BEGIN DOCUMENT EXCERPT
OpenAI “internal model” solved 3 more Erdős problems

OpenAI has revealed that an internal, unreleased AI model has successfully solved three combinatorial mathematics problems that had remained open from the collection of famed mathematician Paul Erdős. The achievement was announced by researchers and confirmed by OpenAI's VP of Product, Kevin Weil, who noted the model's performance was "pretty wild." The work is detailed in a new paper titled "Solving Unsolved Problems in Combinatorics with Reinforcement Learning," which outlines a system that autonomously generates formal, machine-verifiable proofs.

The model employs a novel reinforcement learning approach, described as "AlphaProof-style," which combines a language model with a formal theorem prover. It was trained to navigate the complex logical space of combinatorics, specifically targeting problems involving sets and integers. Unlike previous AI systems that might find numerical solutions, this model's output is a complete, step-by-step logical proof that can be verified by existing proof-checking software. This represents a significant leap from pattern recognition to genuine deductive reasoning within a constrained domain.

While the specific internal model was not named (it is not GPT-4o or o1), the breakthrough underscores a major strategic push at OpenAI toward developing AI systems capable of deep, reliable reasoning. Automated theorem proving is considered a grand challenge in AI, as it requires planning, abstraction, and rigorous logical deduction—skills foundational to general intelligence. The success in a field as precise and unforgiving as combinatorics suggests the underlying techniques could eventually be applied to software verification, advanced scientific discovery, and more robust AI safety research.
END DOCUMENT EXCERPT
BEGIN DATA UNDER STUDY
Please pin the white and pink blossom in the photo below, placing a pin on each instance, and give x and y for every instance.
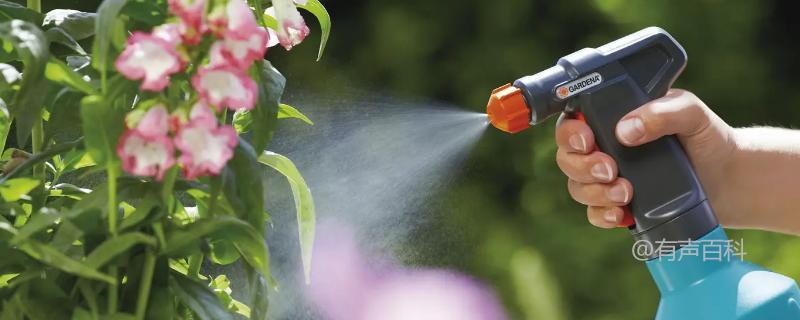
(292, 29)
(149, 58)
(205, 145)
(147, 150)
(241, 52)
(346, 285)
(192, 20)
(234, 20)
(169, 32)
(225, 86)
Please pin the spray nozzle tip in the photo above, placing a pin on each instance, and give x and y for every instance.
(507, 109)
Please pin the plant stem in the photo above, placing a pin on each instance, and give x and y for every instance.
(37, 132)
(111, 171)
(195, 262)
(144, 285)
(112, 290)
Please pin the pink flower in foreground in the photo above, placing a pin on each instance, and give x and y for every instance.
(205, 147)
(191, 14)
(169, 32)
(292, 29)
(234, 20)
(148, 58)
(346, 286)
(146, 150)
(225, 86)
(241, 52)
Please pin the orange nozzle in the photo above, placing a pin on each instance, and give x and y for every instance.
(507, 109)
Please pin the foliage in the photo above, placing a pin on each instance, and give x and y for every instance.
(90, 229)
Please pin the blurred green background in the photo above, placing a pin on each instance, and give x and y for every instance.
(509, 221)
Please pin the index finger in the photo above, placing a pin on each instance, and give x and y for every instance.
(574, 136)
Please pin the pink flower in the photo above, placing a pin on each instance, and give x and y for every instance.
(147, 150)
(235, 20)
(292, 29)
(205, 147)
(225, 86)
(347, 286)
(169, 32)
(149, 58)
(191, 14)
(241, 52)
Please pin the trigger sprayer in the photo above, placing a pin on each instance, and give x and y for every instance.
(600, 86)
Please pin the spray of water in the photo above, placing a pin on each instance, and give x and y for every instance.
(372, 164)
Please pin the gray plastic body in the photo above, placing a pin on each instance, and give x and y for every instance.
(605, 84)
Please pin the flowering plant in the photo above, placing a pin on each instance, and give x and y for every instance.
(136, 175)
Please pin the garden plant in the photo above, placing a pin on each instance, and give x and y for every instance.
(134, 139)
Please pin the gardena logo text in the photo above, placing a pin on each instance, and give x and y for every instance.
(578, 86)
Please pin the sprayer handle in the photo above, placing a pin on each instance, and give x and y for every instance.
(667, 194)
(627, 217)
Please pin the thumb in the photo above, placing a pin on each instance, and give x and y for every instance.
(679, 112)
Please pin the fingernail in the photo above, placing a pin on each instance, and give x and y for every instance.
(630, 130)
(618, 193)
(602, 171)
(610, 216)
(577, 142)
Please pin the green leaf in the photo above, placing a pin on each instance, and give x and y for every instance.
(198, 297)
(140, 214)
(304, 204)
(247, 240)
(243, 188)
(58, 35)
(15, 189)
(265, 114)
(5, 124)
(259, 293)
(52, 257)
(59, 72)
(316, 8)
(242, 120)
(39, 221)
(116, 245)
(64, 124)
(78, 25)
(81, 314)
(10, 11)
(222, 288)
(102, 127)
(31, 46)
(223, 251)
(41, 157)
(160, 305)
(106, 17)
(287, 111)
(151, 13)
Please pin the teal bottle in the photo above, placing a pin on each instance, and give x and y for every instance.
(698, 287)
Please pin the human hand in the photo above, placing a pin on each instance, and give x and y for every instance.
(593, 176)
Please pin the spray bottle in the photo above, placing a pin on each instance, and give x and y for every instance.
(600, 86)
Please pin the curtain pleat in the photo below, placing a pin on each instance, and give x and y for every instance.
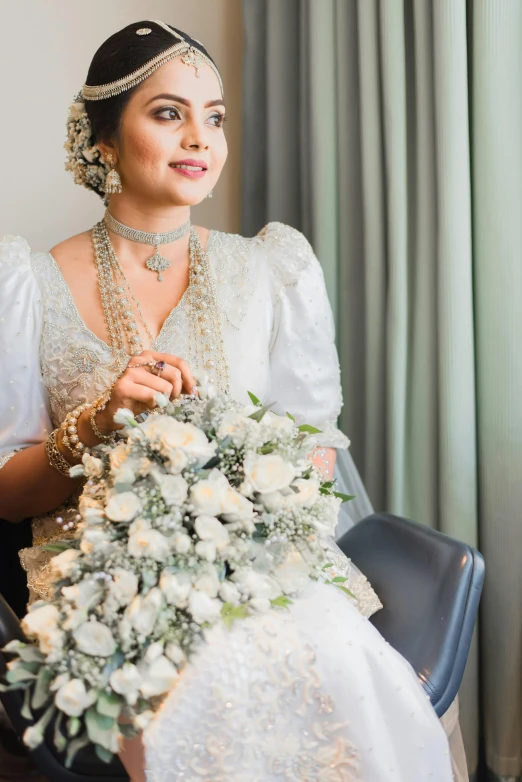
(391, 135)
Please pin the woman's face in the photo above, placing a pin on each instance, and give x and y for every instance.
(173, 119)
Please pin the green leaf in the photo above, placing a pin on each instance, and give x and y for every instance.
(281, 602)
(343, 497)
(104, 754)
(259, 414)
(254, 399)
(73, 726)
(109, 704)
(19, 674)
(41, 692)
(230, 613)
(25, 711)
(74, 747)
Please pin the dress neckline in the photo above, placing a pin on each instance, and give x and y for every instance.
(101, 341)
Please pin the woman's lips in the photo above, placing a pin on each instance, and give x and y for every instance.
(193, 169)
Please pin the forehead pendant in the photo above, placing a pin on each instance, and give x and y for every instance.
(193, 57)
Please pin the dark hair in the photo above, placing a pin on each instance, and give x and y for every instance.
(122, 54)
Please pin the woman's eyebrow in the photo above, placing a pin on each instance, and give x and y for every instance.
(184, 101)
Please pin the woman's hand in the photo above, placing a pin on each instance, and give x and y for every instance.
(137, 389)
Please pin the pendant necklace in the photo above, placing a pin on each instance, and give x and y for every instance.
(157, 262)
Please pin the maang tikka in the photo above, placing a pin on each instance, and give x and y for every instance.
(113, 181)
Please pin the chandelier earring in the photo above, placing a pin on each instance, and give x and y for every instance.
(113, 181)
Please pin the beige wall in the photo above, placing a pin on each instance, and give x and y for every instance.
(45, 53)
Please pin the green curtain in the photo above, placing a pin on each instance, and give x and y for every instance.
(390, 132)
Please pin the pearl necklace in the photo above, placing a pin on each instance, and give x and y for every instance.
(157, 262)
(207, 355)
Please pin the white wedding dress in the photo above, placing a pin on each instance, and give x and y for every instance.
(313, 693)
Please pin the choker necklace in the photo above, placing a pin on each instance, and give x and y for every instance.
(157, 262)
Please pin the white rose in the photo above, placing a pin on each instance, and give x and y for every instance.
(210, 528)
(175, 653)
(93, 466)
(95, 639)
(94, 539)
(73, 699)
(123, 507)
(236, 507)
(174, 489)
(159, 677)
(124, 585)
(308, 493)
(176, 588)
(206, 549)
(143, 611)
(150, 543)
(268, 472)
(181, 543)
(126, 681)
(64, 564)
(229, 592)
(208, 495)
(208, 582)
(204, 608)
(178, 460)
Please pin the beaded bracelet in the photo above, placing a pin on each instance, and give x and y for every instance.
(70, 431)
(54, 455)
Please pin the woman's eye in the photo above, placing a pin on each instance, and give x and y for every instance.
(217, 120)
(168, 113)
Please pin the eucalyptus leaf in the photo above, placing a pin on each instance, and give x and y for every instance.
(41, 692)
(74, 747)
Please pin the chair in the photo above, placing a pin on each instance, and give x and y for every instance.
(430, 586)
(429, 583)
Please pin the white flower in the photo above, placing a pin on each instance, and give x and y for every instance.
(124, 585)
(308, 493)
(174, 488)
(208, 582)
(95, 639)
(210, 528)
(143, 611)
(124, 416)
(126, 681)
(64, 564)
(203, 608)
(208, 495)
(149, 543)
(229, 592)
(73, 699)
(93, 466)
(159, 677)
(182, 543)
(123, 507)
(236, 507)
(255, 584)
(143, 720)
(94, 540)
(268, 472)
(176, 588)
(175, 653)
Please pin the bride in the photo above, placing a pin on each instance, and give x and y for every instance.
(101, 322)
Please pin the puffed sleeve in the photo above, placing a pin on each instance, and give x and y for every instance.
(304, 366)
(24, 409)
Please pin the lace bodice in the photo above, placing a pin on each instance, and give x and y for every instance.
(278, 335)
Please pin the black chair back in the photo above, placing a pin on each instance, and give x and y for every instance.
(430, 586)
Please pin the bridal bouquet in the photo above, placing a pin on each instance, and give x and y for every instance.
(207, 512)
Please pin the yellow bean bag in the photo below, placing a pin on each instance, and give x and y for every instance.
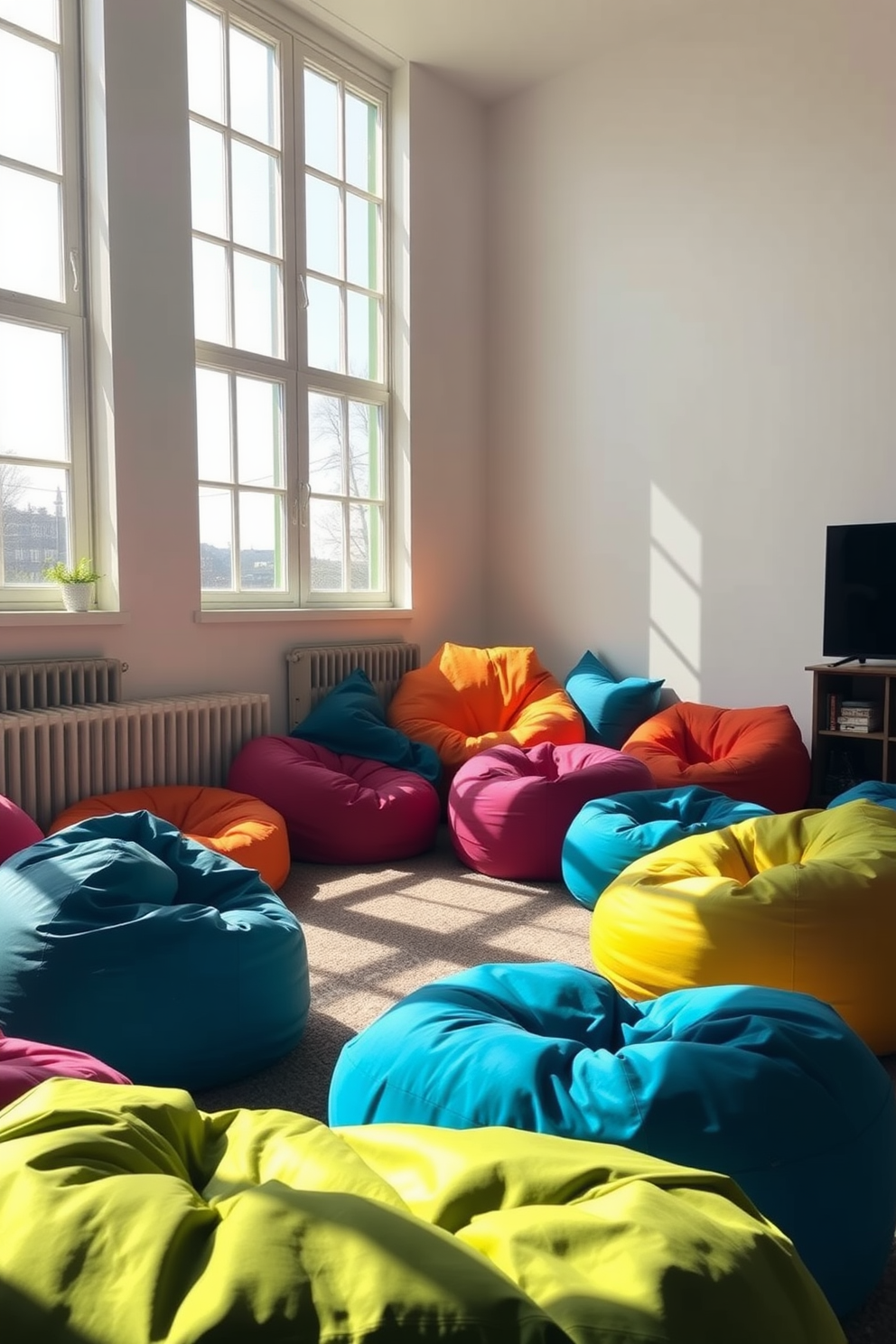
(468, 699)
(129, 1217)
(236, 824)
(805, 901)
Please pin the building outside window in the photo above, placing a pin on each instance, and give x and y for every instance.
(44, 507)
(288, 179)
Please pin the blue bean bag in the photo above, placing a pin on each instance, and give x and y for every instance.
(764, 1085)
(610, 834)
(171, 963)
(872, 790)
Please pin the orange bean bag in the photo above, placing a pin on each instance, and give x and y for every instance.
(752, 756)
(468, 699)
(236, 824)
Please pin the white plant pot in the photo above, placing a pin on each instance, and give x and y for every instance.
(77, 597)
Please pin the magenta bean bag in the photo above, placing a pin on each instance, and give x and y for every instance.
(509, 808)
(24, 1063)
(16, 828)
(339, 808)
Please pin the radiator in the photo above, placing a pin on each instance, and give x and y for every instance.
(57, 756)
(28, 686)
(313, 671)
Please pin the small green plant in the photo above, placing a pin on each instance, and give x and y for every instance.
(82, 573)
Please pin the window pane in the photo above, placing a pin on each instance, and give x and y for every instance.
END DATA UNDER STUDY
• ACTIVITIES:
(a) According to the article on the Erdős problems, why is automated theorem proving considered a grand challenge in AI? Answer in one to three sentences.
(b) State whether each statement agrees with the article on the Erdős problems, answering yes or no and quoting the deciding words: (i) The internal model is GPT-4o. (ii) The model's proofs can be checked by existing proof-checking software. (iii) The model solved four open problems.
(c) Reproduce everything in the article on the Erdős problems from "OpenAI has revealed" down to "formal, machine-verifiable proofs.".

• SOLUTIONS TO THE PROBLEMS:
(a) Automated theorem proving is considered a grand challenge because it requires planning, abstraction, and rigorous logical deduction. The article calls these skills foundational to general intelligence.

(b)
(i) No: "it is not GPT-4o or o1"
(ii) Yes: "a complete, step-by-step logical proof that can be verified by existing proof-checking software"
(iii) No: "successfully solved three combinatorial mathematics problems"

(c)
OpenAI has revealed that an internal, unreleased AI model has successfully solved three combinatorial mathematics problems that had remained open from the collection of famed mathematician Paul Erdős. The achievement was announced by researchers and confirmed by OpenAI's VP of Product, Kevin Weil, who noted the model's performance was "pretty wild." The work is detailed in a new paper titled "Solving Unsolved Problems in Combinatorics with Reinforcement Learning," which outlines a system that autonomously generates formal, machine-verifiable proofs.